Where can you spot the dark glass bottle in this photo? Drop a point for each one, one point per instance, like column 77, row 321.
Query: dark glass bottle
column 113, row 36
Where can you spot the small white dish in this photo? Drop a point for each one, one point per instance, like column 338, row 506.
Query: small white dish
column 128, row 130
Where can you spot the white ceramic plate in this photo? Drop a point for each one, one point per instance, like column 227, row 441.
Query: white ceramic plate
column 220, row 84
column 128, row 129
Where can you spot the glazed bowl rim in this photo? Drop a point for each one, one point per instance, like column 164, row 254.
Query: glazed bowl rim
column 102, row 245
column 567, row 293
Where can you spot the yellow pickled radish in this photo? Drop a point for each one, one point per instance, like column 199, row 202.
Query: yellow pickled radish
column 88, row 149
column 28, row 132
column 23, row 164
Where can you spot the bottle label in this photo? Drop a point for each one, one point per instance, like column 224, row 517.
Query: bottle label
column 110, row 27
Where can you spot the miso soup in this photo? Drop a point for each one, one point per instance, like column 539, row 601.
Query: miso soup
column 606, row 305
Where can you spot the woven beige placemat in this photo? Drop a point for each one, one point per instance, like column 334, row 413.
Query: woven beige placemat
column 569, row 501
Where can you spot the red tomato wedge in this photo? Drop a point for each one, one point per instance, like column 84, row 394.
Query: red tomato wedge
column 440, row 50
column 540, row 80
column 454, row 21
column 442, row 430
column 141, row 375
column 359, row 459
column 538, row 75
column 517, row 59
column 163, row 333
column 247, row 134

AIM OF THE TASK: Please print, word for word, the lines of the entries above from the line containing "Where can you spot the glazed" through the line containing "column 606, row 305", both included.

FINISHED TASK:
Where can you spot the glazed bowl rim in this photo? Drop a point for each one, one point per instance, like column 164, row 254.
Query: glazed bowl rim
column 102, row 245
column 567, row 293
Where can you spot the yellow pickled radish in this photo? Drop a point for each one, one point per instance, like column 199, row 202.
Query: yellow pickled radish
column 88, row 149
column 28, row 132
column 23, row 164
Where can you spot the bottle label in this photo? Drop a point for each one, one point per instance, like column 224, row 517.
Query: bottle label
column 110, row 27
Where can you spot the miso soup in this photo? Drop a point for each one, one point per instance, like column 539, row 601.
Query: miso soup
column 606, row 305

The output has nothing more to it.